> _DATA EXCERPTS_:

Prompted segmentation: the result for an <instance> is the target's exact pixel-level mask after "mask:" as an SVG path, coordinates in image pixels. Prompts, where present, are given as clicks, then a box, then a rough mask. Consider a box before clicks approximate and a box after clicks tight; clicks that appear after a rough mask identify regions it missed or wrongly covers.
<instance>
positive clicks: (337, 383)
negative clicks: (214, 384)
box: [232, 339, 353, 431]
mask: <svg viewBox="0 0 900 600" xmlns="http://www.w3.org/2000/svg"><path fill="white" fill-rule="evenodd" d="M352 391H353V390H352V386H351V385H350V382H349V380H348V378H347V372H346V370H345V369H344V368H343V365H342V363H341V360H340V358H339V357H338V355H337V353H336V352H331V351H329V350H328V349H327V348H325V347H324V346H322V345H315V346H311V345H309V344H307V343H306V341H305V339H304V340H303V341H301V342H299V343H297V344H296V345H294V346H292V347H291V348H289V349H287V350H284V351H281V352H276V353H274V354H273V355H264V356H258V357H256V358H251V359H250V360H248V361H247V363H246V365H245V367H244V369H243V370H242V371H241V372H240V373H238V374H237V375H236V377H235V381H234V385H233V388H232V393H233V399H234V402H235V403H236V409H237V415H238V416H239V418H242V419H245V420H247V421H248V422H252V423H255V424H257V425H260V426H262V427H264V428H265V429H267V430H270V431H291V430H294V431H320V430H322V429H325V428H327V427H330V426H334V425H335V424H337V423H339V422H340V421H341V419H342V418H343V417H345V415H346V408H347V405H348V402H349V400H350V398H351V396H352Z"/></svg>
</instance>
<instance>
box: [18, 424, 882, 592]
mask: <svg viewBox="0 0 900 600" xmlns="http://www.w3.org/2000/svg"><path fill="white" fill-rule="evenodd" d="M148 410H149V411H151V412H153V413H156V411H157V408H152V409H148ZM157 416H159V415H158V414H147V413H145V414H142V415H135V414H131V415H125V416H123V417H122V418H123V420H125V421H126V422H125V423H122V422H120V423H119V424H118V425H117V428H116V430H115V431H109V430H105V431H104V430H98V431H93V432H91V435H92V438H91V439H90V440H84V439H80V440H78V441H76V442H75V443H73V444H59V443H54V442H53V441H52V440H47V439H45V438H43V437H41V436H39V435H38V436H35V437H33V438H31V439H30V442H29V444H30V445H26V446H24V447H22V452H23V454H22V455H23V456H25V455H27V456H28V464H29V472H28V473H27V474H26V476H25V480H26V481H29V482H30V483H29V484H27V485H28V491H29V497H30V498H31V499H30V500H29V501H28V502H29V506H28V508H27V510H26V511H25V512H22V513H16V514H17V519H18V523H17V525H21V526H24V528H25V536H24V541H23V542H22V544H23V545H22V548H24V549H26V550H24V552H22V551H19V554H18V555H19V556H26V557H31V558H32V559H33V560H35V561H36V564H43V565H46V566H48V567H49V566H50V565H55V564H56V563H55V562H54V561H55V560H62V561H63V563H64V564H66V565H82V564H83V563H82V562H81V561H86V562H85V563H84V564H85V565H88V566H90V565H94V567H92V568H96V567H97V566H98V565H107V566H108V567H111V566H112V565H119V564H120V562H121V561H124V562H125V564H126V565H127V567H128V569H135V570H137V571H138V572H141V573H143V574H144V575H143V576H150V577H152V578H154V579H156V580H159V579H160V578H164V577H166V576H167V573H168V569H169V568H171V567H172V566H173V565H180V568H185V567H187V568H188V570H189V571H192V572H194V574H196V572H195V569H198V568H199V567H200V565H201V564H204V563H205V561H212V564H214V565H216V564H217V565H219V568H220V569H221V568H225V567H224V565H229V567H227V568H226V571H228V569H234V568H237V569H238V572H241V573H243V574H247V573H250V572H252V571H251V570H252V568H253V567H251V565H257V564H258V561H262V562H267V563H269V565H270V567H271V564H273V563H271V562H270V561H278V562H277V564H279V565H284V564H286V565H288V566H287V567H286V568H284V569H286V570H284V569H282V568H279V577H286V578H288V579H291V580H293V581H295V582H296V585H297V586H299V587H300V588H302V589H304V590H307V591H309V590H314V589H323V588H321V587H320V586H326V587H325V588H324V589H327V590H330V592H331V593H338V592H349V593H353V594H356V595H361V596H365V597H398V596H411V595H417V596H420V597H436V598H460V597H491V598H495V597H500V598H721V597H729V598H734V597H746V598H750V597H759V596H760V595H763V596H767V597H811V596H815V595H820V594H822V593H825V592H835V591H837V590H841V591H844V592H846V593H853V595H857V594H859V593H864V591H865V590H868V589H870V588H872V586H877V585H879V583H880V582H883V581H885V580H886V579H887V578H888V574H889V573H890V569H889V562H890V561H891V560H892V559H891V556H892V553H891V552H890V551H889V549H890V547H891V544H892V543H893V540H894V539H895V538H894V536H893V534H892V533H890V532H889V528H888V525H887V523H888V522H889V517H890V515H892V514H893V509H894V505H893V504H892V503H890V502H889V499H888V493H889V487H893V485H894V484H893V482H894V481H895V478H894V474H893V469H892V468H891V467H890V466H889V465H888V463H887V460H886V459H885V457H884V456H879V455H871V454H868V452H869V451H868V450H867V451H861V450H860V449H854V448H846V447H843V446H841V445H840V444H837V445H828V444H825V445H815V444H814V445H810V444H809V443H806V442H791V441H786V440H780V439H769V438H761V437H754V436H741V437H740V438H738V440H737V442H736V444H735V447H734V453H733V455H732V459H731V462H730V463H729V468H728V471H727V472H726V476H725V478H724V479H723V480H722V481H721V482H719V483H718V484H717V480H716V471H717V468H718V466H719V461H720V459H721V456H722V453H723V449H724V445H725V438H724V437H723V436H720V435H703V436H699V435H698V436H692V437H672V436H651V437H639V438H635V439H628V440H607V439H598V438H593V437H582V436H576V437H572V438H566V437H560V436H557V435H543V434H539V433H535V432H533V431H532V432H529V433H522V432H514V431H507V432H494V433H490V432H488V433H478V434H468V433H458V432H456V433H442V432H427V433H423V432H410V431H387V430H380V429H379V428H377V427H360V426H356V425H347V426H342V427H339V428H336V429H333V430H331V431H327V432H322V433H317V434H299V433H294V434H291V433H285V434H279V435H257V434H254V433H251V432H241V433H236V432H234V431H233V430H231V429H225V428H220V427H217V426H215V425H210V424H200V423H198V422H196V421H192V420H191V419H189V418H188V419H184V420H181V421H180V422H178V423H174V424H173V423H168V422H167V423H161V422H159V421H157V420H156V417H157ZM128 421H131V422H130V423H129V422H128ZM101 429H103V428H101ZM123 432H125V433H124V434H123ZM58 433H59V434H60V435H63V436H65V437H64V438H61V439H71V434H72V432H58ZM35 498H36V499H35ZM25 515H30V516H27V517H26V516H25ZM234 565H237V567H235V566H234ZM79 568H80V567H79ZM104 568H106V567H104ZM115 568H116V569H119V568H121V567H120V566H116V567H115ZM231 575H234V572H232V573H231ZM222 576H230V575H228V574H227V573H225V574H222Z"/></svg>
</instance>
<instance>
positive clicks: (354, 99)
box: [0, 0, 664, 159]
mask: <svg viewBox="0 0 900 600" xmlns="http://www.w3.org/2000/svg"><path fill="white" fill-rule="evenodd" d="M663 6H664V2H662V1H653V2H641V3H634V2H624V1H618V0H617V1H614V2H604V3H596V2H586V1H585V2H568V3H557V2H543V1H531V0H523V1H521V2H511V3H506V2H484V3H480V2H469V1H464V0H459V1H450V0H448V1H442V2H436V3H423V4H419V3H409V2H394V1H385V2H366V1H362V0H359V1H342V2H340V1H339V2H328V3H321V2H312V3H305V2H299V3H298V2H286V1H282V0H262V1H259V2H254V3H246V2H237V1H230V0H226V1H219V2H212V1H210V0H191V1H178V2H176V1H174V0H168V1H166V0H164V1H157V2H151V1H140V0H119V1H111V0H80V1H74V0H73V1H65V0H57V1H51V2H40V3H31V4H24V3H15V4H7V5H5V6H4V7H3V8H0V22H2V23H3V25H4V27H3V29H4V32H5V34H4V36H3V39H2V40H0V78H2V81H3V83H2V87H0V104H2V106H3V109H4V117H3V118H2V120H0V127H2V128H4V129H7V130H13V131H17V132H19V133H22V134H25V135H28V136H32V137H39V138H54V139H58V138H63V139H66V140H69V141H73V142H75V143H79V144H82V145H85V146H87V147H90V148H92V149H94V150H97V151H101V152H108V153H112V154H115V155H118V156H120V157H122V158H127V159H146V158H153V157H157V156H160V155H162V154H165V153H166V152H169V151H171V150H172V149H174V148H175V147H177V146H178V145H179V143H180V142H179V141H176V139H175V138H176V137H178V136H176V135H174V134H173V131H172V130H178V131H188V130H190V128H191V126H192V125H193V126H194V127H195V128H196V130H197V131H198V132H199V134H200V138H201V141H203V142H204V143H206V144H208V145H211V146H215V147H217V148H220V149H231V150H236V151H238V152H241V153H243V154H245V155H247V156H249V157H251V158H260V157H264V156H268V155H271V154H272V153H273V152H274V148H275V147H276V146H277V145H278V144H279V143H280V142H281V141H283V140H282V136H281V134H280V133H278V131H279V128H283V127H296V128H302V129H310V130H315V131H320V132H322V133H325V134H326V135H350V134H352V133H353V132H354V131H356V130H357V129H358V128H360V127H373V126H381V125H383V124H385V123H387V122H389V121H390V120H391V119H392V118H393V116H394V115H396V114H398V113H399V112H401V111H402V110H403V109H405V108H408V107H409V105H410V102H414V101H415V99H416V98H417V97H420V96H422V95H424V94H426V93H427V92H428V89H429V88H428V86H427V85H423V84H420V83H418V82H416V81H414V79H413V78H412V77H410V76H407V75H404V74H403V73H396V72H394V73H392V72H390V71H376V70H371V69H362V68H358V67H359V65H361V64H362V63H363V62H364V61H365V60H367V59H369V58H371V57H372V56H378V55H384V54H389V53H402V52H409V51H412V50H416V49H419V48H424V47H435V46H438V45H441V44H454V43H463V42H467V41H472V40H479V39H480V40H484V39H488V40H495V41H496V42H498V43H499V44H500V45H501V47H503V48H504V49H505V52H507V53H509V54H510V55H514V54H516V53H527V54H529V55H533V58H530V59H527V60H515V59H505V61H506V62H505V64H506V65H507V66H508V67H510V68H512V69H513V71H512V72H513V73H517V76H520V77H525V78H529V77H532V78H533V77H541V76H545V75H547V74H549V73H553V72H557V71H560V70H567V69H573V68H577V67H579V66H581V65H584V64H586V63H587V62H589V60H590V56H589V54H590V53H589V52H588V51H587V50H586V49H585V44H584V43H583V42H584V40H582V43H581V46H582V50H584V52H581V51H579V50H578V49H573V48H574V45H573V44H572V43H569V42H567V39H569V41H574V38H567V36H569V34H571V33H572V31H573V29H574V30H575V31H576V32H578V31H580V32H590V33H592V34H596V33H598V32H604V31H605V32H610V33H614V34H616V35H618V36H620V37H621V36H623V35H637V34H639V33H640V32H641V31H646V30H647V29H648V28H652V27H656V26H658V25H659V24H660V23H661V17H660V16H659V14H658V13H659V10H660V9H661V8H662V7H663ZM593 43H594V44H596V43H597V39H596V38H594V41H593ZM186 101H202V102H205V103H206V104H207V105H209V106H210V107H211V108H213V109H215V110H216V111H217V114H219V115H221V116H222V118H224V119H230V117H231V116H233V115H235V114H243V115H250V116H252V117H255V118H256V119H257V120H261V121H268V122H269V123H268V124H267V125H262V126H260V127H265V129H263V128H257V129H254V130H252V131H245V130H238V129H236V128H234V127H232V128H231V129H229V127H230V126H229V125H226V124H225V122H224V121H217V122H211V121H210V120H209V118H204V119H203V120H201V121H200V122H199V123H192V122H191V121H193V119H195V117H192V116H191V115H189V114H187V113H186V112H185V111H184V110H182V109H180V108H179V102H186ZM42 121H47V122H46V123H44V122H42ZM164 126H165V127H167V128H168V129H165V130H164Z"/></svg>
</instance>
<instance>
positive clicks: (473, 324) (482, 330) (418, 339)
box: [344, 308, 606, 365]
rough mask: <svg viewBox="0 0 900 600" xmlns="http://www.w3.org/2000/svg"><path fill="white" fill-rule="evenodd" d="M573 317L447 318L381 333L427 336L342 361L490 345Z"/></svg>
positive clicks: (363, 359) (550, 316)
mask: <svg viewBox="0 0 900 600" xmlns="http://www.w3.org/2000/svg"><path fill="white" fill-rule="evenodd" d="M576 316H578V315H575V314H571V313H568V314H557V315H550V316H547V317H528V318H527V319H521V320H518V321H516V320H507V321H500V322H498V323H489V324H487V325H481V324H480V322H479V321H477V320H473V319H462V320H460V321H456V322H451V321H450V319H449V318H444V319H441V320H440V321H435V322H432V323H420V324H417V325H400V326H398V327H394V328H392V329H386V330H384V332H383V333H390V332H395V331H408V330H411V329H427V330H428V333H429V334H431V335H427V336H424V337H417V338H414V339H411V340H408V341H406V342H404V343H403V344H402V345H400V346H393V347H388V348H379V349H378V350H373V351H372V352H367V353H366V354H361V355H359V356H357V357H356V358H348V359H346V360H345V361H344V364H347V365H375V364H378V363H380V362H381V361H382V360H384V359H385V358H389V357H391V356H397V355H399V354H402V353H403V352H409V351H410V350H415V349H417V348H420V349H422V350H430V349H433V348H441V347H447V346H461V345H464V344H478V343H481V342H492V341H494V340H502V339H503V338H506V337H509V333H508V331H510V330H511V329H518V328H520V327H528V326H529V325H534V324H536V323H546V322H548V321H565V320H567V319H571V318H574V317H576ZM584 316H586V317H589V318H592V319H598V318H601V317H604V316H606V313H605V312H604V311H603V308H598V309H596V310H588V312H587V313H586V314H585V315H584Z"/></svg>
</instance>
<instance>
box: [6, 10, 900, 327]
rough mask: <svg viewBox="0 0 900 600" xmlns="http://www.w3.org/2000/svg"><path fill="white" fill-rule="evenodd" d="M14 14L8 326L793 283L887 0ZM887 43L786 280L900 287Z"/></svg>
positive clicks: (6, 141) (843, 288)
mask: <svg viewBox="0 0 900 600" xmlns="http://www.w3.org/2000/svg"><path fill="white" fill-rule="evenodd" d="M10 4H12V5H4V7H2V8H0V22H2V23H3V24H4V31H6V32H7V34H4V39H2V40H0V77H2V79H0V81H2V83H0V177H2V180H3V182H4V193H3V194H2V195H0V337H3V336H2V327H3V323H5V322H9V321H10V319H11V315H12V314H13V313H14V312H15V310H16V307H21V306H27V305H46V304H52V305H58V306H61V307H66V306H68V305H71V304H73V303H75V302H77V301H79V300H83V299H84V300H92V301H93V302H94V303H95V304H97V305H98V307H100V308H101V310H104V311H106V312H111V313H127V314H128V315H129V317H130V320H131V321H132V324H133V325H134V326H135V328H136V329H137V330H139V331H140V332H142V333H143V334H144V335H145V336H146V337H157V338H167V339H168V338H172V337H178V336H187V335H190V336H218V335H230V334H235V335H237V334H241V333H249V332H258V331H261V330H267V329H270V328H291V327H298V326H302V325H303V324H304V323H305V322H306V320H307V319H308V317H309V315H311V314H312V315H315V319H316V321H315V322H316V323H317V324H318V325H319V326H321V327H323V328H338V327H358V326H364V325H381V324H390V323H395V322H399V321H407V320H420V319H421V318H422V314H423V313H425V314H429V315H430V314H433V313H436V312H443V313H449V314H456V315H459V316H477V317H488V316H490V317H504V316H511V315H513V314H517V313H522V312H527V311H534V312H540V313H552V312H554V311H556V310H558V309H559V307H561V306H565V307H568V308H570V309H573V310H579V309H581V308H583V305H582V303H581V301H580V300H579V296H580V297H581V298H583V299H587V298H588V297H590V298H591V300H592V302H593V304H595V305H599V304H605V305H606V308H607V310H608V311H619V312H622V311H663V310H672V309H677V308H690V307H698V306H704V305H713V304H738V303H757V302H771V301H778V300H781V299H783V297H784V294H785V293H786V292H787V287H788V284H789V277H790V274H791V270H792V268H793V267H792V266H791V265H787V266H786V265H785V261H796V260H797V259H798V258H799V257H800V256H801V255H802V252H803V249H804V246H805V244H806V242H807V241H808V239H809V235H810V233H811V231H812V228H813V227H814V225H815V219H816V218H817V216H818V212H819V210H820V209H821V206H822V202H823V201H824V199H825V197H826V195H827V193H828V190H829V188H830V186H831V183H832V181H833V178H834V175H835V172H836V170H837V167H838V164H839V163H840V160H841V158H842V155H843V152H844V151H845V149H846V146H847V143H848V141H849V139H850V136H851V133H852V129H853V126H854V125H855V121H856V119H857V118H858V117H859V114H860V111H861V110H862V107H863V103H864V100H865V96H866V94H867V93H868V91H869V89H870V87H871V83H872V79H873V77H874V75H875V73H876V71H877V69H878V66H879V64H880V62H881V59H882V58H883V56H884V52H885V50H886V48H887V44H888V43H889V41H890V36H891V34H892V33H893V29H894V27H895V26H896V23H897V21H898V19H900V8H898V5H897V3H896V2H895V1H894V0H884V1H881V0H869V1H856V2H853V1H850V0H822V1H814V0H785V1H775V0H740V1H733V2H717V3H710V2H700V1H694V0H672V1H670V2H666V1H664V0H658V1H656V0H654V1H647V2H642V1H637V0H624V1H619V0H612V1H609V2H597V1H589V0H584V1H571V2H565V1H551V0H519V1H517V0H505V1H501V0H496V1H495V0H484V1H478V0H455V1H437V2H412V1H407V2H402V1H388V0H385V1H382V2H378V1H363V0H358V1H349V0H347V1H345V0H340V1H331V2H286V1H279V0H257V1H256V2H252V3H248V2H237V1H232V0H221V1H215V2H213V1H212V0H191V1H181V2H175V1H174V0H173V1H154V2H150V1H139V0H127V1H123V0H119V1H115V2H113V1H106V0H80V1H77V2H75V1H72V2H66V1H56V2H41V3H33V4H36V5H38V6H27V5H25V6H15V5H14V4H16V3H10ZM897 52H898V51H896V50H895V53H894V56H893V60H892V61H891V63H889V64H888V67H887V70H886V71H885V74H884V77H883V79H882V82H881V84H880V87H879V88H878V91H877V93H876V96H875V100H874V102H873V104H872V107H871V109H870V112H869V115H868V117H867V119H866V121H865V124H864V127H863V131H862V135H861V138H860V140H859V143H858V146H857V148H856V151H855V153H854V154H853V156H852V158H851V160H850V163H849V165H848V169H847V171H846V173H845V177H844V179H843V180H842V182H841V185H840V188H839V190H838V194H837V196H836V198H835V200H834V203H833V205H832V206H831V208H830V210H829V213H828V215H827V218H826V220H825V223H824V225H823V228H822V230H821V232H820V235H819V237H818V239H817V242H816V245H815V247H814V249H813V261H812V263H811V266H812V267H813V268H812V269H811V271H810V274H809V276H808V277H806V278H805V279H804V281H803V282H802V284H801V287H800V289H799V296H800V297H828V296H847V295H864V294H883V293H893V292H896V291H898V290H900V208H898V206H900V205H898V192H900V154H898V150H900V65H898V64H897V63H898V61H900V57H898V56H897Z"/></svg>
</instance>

> _WHAT IS NEEDED_: Copy out each line of the data above, exactly, if it lies between the line holding "box: [344, 308, 606, 365]" and the line holding "317L447 318L381 333L427", inclusive; copy no other line.

> _PROBLEM SOLUTION_:
box: [344, 308, 606, 365]
rough mask: <svg viewBox="0 0 900 600" xmlns="http://www.w3.org/2000/svg"><path fill="white" fill-rule="evenodd" d="M573 317L447 318L381 333L427 336L342 361L490 345Z"/></svg>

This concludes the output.